##### SELECTED EXTRACT

Think about it: it’s the only logical explanation for the past 18 years of laughable decisions, bizarre behaviour and attention-grabbing histrionics. At least it rationalises Mike Dean’s apparent victimisation of Arsenal; because he does it to everyone else as well.

When Deanie hangs up his whistle once and for all, we fully expect a six-part series on Sky Sports chronicling the behind the scenes story of his journey making a mockery of us all right from the middle of the pitch.

Who knows? Perhaps “You’ve been Dean’d!” will be the new “You got merked!”?

The Premier League is secretly limiting Man Utd’s spending for everyone’s amusement

More precisely, everyone’s amusement at the human version of Grumpy Cat, Jose Mourinho, completely unravelling at yet another club for his miserly transfer budget. Of course, the suits at the Premier League would have had to make this remotely believable, and a whopping £300m neatly ticks that requirement.

Why else would one of the richest sporting outfits in the world not spend more to compete with the likes of Burnley and Southampton?

Deliberately giving the same sh*t managers the same sh*t jobs

Messrs Allardyce, Redknapp, Pardew, Pulis and co, we’re looking at you. For many years it’s felt like a never ending cycle of teams beginning to struggle, sacking their manager and hiring one of the above for a fillip of form to keep them safe before they’re eventually sacked themselves.

##########

## EXERCISE INSTRUCTIONS
1 > Reproduce the Premier League piece word for word, starting with "The Premier League is" and going on through "eventually sacked themselves.".
2 > Carry on writing the Premier League piece, picking up right after its last sentence.
The entries that come next have no connection to the Premier League piece.

##### PROVIDED DATA

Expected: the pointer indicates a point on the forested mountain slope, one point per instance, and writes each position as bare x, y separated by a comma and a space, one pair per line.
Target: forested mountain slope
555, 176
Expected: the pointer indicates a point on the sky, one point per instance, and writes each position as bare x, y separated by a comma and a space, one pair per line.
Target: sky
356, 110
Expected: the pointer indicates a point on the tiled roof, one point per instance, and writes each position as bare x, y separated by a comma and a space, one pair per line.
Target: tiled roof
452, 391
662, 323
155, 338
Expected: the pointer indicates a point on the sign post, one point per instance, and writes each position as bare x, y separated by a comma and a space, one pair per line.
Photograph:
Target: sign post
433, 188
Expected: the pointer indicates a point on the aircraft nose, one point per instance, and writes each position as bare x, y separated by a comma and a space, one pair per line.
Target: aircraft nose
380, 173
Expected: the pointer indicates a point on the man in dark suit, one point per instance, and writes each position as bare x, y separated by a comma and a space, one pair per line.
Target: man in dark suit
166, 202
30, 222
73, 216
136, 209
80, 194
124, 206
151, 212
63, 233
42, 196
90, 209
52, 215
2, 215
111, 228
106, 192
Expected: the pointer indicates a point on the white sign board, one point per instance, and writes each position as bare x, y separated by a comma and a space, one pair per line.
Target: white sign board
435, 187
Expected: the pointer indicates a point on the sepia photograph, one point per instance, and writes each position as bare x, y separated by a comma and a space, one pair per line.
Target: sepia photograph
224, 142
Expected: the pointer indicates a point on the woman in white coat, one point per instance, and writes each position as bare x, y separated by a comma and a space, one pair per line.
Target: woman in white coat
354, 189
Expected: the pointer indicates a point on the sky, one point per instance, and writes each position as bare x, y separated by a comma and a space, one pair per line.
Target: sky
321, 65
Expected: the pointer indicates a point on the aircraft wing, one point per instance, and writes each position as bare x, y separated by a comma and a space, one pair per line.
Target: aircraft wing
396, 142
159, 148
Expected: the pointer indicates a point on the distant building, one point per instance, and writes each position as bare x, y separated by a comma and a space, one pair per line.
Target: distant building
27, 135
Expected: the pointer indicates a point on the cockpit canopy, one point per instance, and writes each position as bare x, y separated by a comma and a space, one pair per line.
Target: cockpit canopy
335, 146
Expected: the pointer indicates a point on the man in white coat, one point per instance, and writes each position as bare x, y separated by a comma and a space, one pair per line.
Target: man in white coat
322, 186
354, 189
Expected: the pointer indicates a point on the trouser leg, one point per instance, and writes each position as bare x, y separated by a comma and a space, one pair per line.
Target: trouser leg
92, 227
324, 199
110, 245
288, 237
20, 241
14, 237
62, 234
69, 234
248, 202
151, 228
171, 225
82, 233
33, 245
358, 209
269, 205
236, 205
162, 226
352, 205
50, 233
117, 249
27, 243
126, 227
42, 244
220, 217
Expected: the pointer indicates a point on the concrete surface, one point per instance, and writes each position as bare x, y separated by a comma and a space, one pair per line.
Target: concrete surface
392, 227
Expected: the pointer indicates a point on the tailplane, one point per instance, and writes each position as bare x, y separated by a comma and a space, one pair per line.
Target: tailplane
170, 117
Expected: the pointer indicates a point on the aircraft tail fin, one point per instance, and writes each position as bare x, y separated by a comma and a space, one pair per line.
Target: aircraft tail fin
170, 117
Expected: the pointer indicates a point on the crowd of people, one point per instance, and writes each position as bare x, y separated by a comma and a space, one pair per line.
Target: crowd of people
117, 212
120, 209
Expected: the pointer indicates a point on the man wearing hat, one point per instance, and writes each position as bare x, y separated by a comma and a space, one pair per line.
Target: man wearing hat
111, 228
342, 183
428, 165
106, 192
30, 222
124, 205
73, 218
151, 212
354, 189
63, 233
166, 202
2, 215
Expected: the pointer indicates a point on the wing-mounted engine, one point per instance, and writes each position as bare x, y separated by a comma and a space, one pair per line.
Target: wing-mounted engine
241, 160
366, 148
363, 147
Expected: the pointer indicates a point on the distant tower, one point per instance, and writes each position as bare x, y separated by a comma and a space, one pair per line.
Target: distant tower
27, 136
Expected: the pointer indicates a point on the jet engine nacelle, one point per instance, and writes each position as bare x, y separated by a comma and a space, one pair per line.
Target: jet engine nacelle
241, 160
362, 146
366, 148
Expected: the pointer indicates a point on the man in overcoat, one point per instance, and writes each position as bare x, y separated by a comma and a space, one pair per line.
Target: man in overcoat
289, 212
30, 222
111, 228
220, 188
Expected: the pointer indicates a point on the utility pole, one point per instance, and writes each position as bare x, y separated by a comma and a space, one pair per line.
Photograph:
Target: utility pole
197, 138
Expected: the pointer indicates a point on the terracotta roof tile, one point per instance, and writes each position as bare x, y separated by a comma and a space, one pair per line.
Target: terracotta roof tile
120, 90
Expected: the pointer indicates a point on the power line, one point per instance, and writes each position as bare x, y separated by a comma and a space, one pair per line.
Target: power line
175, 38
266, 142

##########

## EXPECTED OUTPUTS
1 >
The Premier League is secretly limiting Man Utd’s spending for everyone’s amusement

More precisely, everyone’s amusement at the human version of Grumpy Cat, Jose Mourinho, completely unravelling at yet another club for his miserly transfer budget. Of course, the suits at the Premier League would have had to make this remotely believable, and a whopping £300m neatly ticks that requirement.

Why else would one of the richest sporting outfits in the world not spend more to compete with the likes of Burnley and Southampton?

Deliberately giving the same sh*t managers the same sh*t jobs

Messrs Allardyce, Redknapp, Pardew, Pulis and co, we’re looking at you. For many years it’s felt like a never ending cycle of teams beginning to struggle, sacking their manager and hiring one of the above for a fillip of form to keep them safe before they’re eventually sacked themselves.

2 >
Cue the multi-million pound payoff before another familiar face steps off the merry go-round and has their turn in the hot seat. Just think of how much cash must be stowed away in this lot’s bank accounts (or their dog’s, eh, ‘Arry?).

Surely – surely – this lot must be on the Premier League payroll, if only to stop bankrupting the bottom 10 teams in the division every other year.

They intentionally f*ck around the kick-off times with Sky and BT

We suppose that once you’re the biggest league in the world, capturing the attention of billions of fans around the world by raking in even more billions of pounds from sponsors and TV companies, the key objectives for the Premier League are pretty much ticked off.

Their office must be a dull place as a result, so what can they do to spark up some fan interest and debate?

Well, missing their own TV selection deadlines by weeks – triggering outright Twitter rage – before eventually telling Newcastle fans they’ll have to travel to Bournemouth for a 12pm kick-off on a Sunday where there are no trains, planes, cars, or bicycles allowed out of the city should just about do it.

The bastards.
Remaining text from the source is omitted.